→ **WHAT YOU HAVE TO DO**: Whenever a line in the records below contains "covered", pick it out.

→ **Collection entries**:
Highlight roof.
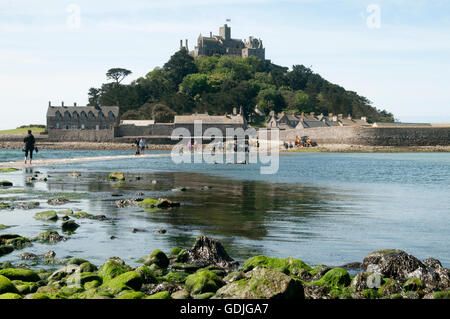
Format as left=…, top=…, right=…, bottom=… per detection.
left=174, top=114, right=245, bottom=125
left=372, top=122, right=432, bottom=127
left=47, top=106, right=119, bottom=118
left=299, top=118, right=329, bottom=128
left=121, top=120, right=155, bottom=126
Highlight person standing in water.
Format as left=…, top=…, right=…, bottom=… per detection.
left=139, top=137, right=146, bottom=155
left=23, top=130, right=36, bottom=164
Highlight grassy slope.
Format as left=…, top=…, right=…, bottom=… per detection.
left=0, top=127, right=45, bottom=135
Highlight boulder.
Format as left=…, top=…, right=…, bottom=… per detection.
left=102, top=271, right=142, bottom=292
left=6, top=237, right=32, bottom=249
left=185, top=269, right=225, bottom=295
left=34, top=210, right=58, bottom=221
left=108, top=172, right=125, bottom=181
left=146, top=291, right=171, bottom=299
left=241, top=255, right=312, bottom=277
left=0, top=268, right=40, bottom=282
left=144, top=249, right=170, bottom=268
left=0, top=181, right=13, bottom=187
left=0, top=202, right=11, bottom=209
left=214, top=267, right=304, bottom=299
left=138, top=198, right=180, bottom=209
left=47, top=198, right=70, bottom=205
left=0, top=292, right=22, bottom=299
left=362, top=250, right=450, bottom=289
left=99, top=257, right=132, bottom=281
left=34, top=231, right=66, bottom=244
left=61, top=220, right=80, bottom=232
left=176, top=236, right=238, bottom=270
left=0, top=275, right=19, bottom=294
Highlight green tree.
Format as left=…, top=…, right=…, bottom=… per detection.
left=163, top=48, right=198, bottom=86
left=180, top=73, right=209, bottom=96
left=106, top=68, right=132, bottom=84
left=88, top=88, right=101, bottom=106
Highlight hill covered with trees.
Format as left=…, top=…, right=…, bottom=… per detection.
left=88, top=48, right=394, bottom=124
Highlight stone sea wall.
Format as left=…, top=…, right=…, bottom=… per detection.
left=48, top=129, right=115, bottom=142
left=277, top=127, right=450, bottom=146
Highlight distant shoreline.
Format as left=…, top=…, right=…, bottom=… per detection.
left=1, top=140, right=449, bottom=153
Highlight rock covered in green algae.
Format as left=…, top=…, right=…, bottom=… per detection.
left=138, top=198, right=180, bottom=209
left=185, top=269, right=225, bottom=295
left=34, top=231, right=66, bottom=244
left=66, top=272, right=102, bottom=286
left=98, top=257, right=132, bottom=281
left=145, top=291, right=171, bottom=299
left=5, top=237, right=32, bottom=249
left=0, top=202, right=11, bottom=209
left=12, top=281, right=39, bottom=295
left=116, top=291, right=145, bottom=299
left=403, top=277, right=425, bottom=292
left=144, top=249, right=170, bottom=268
left=241, top=255, right=312, bottom=277
left=433, top=291, right=450, bottom=299
left=102, top=271, right=142, bottom=293
left=0, top=168, right=19, bottom=173
left=0, top=181, right=13, bottom=187
left=0, top=274, right=19, bottom=294
left=164, top=271, right=190, bottom=284
left=108, top=172, right=125, bottom=181
left=0, top=245, right=14, bottom=257
left=310, top=268, right=351, bottom=288
left=34, top=210, right=58, bottom=221
left=0, top=268, right=40, bottom=282
left=72, top=211, right=106, bottom=221
left=0, top=292, right=22, bottom=299
left=134, top=266, right=157, bottom=284
left=171, top=289, right=190, bottom=299
left=214, top=267, right=304, bottom=299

→ **TASK RESULT**:
Highlight hill covered with trees.
Highlight rock covered in green algae.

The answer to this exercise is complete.